What needs to be done - Go through the lines below. Copy those with "black".

Source material -
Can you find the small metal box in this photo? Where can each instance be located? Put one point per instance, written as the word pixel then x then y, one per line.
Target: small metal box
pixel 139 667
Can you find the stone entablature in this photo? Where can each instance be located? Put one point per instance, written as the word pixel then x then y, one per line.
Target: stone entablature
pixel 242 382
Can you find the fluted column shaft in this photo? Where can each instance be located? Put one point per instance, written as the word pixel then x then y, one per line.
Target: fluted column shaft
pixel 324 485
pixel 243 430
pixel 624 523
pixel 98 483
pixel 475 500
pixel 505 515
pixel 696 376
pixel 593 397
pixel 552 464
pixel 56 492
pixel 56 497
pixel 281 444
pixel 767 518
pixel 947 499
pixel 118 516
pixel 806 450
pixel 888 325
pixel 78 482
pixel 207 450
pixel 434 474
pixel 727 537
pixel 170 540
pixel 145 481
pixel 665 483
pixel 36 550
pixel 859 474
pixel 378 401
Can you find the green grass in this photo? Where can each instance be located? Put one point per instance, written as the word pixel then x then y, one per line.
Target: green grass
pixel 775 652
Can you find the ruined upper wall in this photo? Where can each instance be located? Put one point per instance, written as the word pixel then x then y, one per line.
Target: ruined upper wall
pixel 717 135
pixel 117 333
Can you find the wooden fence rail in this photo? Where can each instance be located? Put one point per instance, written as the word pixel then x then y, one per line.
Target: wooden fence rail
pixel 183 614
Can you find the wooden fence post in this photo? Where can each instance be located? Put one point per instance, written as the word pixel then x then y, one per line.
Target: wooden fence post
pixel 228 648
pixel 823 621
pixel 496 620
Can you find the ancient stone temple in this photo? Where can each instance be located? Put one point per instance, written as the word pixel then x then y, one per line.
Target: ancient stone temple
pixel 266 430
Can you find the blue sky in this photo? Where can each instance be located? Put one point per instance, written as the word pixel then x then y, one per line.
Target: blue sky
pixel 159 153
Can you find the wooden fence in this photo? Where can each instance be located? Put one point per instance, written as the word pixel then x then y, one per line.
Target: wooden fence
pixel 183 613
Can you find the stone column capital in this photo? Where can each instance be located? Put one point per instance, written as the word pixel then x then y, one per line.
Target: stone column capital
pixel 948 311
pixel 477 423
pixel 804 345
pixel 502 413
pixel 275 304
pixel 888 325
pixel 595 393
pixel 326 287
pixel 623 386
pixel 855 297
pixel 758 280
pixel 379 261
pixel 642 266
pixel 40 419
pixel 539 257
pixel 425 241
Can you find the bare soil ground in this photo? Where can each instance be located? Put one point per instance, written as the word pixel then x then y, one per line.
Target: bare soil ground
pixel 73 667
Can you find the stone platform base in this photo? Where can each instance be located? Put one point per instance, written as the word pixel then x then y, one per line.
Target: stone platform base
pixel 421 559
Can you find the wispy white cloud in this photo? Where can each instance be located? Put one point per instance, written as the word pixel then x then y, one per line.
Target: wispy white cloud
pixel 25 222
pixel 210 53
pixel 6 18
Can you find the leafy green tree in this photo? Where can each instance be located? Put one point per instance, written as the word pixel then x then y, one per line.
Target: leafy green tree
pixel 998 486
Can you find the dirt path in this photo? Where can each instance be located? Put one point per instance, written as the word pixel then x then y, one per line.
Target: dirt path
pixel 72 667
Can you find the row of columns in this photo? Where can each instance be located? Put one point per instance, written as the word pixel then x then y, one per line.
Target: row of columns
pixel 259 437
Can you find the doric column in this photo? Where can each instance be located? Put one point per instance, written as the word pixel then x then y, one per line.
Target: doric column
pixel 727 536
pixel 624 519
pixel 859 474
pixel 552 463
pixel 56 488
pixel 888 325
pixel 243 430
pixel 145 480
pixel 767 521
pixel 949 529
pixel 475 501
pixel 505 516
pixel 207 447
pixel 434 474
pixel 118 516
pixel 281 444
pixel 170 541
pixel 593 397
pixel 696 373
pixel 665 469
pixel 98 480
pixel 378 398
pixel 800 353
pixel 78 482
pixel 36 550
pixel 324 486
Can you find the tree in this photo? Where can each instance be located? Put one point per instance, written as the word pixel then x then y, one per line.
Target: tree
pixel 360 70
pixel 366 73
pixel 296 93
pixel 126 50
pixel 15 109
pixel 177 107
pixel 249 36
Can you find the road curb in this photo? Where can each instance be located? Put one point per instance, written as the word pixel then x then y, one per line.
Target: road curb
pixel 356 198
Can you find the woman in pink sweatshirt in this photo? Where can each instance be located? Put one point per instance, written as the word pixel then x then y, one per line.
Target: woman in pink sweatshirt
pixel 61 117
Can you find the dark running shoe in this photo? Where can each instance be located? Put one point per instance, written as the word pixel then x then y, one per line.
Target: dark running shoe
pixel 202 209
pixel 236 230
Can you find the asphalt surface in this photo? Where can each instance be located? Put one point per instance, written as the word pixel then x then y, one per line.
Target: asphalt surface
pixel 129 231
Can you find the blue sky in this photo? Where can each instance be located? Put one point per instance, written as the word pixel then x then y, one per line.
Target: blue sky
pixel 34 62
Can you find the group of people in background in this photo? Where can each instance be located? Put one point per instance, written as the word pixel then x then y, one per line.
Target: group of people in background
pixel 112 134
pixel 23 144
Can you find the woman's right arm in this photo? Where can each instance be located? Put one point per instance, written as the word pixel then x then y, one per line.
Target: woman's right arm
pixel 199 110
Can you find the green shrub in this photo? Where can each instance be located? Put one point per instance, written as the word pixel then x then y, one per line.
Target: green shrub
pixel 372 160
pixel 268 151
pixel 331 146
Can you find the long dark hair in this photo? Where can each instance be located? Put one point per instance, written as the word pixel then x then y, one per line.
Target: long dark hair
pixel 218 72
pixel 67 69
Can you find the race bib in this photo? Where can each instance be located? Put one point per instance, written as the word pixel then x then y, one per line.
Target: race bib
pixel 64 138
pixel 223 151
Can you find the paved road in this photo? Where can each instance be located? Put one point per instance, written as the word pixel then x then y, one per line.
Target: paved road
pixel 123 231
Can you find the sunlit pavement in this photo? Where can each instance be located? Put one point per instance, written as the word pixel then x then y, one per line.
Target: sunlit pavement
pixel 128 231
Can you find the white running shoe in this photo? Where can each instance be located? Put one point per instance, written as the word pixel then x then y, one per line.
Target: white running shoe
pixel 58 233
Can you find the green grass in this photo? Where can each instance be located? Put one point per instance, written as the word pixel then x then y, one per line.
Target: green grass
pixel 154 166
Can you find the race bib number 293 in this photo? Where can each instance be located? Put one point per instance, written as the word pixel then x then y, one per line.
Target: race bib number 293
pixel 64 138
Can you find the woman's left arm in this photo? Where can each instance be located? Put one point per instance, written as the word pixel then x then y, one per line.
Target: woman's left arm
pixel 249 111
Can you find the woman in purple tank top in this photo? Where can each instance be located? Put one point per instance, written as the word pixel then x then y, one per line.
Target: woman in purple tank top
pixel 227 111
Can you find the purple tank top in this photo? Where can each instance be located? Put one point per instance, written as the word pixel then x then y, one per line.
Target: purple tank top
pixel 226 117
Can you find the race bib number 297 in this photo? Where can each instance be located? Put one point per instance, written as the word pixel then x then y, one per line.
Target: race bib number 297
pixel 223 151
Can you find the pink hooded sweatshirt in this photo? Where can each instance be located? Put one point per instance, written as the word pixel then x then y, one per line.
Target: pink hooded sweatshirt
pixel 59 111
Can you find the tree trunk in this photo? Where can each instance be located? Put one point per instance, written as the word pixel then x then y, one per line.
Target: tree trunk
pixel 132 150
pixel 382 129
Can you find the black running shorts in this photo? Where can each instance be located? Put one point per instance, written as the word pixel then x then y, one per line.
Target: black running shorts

Answer box -
Can you find the black running shorts in this photo? Where can each instance be located? Put one point per instance, written as the word pixel then x then y, one per line.
Target: black running shorts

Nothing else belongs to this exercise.